━━━━━ EXCERPTED DATA

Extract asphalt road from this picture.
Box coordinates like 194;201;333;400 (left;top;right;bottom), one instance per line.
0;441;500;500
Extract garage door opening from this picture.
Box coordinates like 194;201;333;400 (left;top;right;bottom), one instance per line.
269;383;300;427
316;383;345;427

━━━━━━━━━━

#### GIVEN INSTRUCTION:
Edit the material above so that each "instance" becomes "object", and keep every other line and character unchanged.

#### SOLUTION TO THE EXERCISE:
Extract asphalt road from this picture.
Box coordinates like 194;201;333;400 (left;top;right;bottom), one object per line.
0;441;500;500
Extract garage door opening from this picture.
Box coordinates like 194;201;333;400 (left;top;right;bottom), one object per line.
269;383;300;427
316;383;345;427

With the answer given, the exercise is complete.